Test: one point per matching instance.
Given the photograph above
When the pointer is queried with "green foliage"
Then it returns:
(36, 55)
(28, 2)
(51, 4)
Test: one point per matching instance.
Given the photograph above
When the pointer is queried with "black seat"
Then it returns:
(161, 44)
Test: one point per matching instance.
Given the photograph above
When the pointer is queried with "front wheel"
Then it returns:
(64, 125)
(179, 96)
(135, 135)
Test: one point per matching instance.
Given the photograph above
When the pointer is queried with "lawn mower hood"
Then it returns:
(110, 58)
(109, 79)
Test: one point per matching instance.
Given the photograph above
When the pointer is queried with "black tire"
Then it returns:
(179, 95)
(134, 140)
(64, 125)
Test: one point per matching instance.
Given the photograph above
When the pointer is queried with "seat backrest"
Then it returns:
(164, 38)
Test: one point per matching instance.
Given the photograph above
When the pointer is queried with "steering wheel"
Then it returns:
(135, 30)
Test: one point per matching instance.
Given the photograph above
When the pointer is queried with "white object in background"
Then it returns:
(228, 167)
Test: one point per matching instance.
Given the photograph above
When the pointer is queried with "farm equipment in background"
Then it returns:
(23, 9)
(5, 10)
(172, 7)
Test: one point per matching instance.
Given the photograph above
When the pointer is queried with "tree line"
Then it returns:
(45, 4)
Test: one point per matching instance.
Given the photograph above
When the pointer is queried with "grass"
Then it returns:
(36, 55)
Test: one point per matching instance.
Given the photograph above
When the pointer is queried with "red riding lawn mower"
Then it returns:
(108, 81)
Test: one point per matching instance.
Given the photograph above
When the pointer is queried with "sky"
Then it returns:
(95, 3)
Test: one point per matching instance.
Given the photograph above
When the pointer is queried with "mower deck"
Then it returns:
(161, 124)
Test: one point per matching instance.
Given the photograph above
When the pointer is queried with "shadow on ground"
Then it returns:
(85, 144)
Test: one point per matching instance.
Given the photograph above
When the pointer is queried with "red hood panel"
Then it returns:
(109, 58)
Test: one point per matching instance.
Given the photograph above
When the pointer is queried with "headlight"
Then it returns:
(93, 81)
·····
• [Exercise prompt]:
Once the lines holding the word "black" in the material above are counted, report that number by itself.

• [Reply]:
2